_Excerpted text_
------------------------------------------------

Have you ever wanted to make a change in your life at some point or another? Did you want to be healthier? Did you want to be more motivated in your career?. Did you want to be better parent or spouse or friend? Did you want to find ways to be happier?

Everyone has wanted to make a change. We get motivated or inspired into making change. Sometimes we even feel pressured to make a change according to the “in” pop culture fad – “Celebrity Mothers Who Lose The Baby Weight in One Month!” or “Top Five Musts For Your Relationship to Succeed!” or “How To Make $1 Million by Age 40!”

But often, what begins as one simple change often snowballs into a large-scale, overwhelming “project”.  We  often end up identifying all of the areas in our life we want to improve and make big plans about doing it ALL AT ONCE. Now, I’m certainly an advocate for change, but I’m an advocate for manageable change.

A friend came to me recently, having spent time reading blogs about improving health. She was excited and ready to go so I asked what she wanted to do. Her plan for herself went something like this:

“I need to exercise. I really need to be at the gym everyday – I’ve been such a slacker! I need to stop eating all this bad food and just eat salads – no more candy, no more bread – I just can’t have carbs anymore. I swear I’m going to be super, totally healthy!”

Her enthusiasm was contagious and I was happy for her, but a red flag also went up. While her desire to improve her health is commendable, the key to real change is to make manageable change.

For example, let’s say my friend decided that come Monday, she would:

Every morning, wake up at 5:30am and go to the gym before work.
Always eat only healthy salads for lunches and dinners.
Never eat bread or other baked goods, desserts, or candy.

What do you think would happen? Every morning? Always? Never? Those words alone are red flags (always and never are very rarely part of reality).

Sure, my friend could start that up on Monday morning. However, after a few days, I suspect she could not keep all of it up. She would feel like she failed, and possibly abandon ship on her entire health improvement plan.

So, what is  manageable change?  Manageable change  is the practice of setting a series of small goals for yourself that you can realistically achieve. As you attain each small goal, you’ll feel successful and motivated to move to the next goal. 

It’s important to evaluate your individual situation. Think about what you can realistically fit into your life without giving up everything you’re used to. I recommend spreading out the changes so you’re not trying to do everything at once.  Remember, set small goals for manageable change!

In the example of my friend, a more manageable set of changes, spread out over time, could be:

  • Commit to exercising three times each week. The “when and where” may change from week to week, but it’s ideal to have your exercise schedule for the week  planned ahead of time to ensure you fit it in.
  • Start eating salads for lunch – but begin by doing so 1-2 per week. After you get comfortable with this, then try for 3-4 times each week.
  • Instead of giving up all carbs, try replacing some of the unhealthy foods with whole grains. Let yourself have a burger or ice cream cone from time to time!


What kind of change would you like to make in your life? How could you make it feel more manageable? Are there smaller goals you could set for yourself to work towards your bigger goal?

Whenever you’re making change in your life, whether big or small, you will have missteps and there will be times that you feel like you didn’t accomplish what you wanted. When this happens, take a step back to learn from these experiences but then move forward.

Remember to congratulate yourself on the successes you have achieved, even if they seem small – those successes are what will keep you moving forward!


Please note that the Toolbox articles are meant to be informative and are not a replacement for therapy.

------------------------------------------------

_Data to examine_
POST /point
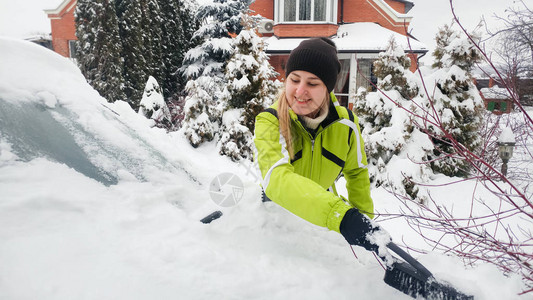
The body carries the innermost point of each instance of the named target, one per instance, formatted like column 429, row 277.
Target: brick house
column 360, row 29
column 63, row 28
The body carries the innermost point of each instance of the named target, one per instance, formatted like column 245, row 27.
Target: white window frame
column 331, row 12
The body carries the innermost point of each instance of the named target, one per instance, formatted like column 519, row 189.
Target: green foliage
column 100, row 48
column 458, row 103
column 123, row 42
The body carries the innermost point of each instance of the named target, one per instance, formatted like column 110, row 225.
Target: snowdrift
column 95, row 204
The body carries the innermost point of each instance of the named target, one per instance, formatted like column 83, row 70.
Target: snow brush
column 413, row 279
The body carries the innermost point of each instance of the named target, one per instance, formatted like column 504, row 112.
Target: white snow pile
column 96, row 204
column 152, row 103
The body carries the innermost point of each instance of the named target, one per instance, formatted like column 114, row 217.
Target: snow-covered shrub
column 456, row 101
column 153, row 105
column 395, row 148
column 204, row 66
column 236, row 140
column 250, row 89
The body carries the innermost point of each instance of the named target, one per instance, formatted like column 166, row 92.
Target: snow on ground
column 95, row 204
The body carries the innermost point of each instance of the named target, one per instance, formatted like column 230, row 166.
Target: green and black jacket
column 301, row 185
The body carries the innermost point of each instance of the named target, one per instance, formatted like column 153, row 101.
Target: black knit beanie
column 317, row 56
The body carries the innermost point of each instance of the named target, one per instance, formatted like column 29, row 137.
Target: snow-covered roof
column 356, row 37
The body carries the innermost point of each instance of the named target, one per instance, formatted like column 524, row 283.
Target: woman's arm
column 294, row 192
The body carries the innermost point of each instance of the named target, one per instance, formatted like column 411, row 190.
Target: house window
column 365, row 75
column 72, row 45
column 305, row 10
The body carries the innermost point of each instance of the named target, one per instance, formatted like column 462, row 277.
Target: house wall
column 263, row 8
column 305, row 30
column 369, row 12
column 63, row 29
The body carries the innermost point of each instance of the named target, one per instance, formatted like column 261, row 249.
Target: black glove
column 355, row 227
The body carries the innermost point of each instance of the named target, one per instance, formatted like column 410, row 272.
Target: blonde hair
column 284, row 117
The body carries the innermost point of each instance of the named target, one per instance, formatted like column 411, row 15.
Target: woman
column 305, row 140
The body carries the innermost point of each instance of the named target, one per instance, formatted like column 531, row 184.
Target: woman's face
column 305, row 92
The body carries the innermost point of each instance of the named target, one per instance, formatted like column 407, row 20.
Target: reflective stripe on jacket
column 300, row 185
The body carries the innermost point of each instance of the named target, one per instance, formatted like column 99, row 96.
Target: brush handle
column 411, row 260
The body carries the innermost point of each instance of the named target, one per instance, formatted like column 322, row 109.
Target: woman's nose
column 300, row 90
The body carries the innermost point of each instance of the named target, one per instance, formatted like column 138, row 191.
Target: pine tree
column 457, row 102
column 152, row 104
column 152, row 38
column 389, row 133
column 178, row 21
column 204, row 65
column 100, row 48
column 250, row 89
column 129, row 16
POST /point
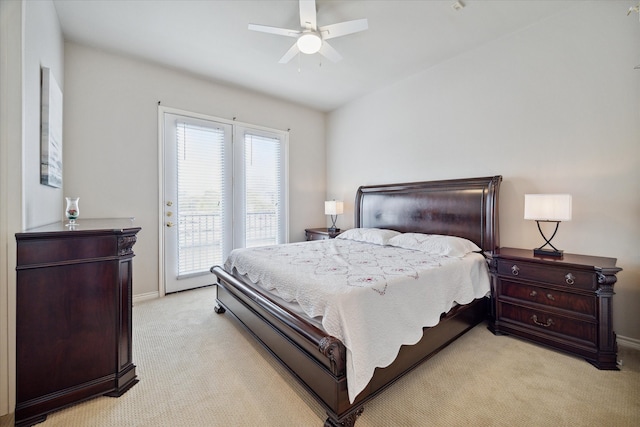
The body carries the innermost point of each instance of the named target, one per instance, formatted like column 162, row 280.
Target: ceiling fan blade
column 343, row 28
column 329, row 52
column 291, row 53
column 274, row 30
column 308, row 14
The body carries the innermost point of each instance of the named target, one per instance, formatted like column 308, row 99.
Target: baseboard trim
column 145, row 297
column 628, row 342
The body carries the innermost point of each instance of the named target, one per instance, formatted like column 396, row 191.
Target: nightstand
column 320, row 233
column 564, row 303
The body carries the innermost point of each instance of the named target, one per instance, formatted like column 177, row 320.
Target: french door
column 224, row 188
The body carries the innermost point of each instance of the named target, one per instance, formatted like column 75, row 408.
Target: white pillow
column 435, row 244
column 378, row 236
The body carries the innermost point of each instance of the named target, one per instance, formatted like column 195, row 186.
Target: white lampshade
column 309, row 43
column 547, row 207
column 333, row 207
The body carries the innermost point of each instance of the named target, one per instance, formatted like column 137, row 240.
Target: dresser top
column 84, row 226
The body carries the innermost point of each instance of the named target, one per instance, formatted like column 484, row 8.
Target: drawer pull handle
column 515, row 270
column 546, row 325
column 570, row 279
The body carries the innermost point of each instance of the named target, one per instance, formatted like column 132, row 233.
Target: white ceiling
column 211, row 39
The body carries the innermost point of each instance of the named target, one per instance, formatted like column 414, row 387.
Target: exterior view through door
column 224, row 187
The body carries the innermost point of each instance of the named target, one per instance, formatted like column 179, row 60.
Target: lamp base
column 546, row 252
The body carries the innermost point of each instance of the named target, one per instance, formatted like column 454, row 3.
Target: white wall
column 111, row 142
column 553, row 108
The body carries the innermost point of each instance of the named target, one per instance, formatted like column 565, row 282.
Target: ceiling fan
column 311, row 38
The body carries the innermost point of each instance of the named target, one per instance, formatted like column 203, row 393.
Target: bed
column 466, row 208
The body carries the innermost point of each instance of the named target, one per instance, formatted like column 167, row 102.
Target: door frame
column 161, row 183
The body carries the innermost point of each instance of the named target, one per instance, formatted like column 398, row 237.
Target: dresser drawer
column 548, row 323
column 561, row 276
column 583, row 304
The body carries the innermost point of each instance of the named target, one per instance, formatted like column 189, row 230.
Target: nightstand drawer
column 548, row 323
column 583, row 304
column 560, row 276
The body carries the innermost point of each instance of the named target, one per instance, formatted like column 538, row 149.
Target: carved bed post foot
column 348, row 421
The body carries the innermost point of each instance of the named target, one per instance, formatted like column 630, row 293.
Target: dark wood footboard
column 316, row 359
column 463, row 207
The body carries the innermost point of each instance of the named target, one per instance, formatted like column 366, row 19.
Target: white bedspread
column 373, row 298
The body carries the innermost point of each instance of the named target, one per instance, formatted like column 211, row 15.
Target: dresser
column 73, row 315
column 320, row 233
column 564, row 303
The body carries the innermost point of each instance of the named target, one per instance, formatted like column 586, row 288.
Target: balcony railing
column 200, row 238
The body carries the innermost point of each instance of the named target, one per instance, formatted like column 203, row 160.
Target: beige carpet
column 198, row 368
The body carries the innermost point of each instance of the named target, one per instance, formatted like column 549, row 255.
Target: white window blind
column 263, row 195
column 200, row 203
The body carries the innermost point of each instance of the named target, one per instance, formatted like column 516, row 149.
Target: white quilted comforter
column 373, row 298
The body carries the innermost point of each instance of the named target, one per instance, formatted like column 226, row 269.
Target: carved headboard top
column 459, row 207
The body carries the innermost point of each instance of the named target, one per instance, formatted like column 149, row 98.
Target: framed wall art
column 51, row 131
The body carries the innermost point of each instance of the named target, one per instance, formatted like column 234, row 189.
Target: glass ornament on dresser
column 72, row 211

------------------------------------------------

Reproduce word for word the stretch of the article on manageable change from "A friend came" through "lunches and dinners.".

A friend came to me recently, having spent time reading blogs about improving health. She was excited and ready to go so I asked what she wanted to do. Her plan for herself went something like this:

“I need to exercise. I really need to be at the gym everyday – I’ve been such a slacker! I need to stop eating all this bad food and just eat salads – no more candy, no more bread – I just can’t have carbs anymore. I swear I’m going to be super, totally healthy!”

Her enthusiasm was contagious and I was happy for her, but a red flag also went up. While her desire to improve her health is commendable, the key to real change is to make manageable change.

For example, let’s say my friend decided that come Monday, she would:

Every morning, wake up at 5:30am and go to the gym before work.
Always eat only healthy salads for lunches and dinners.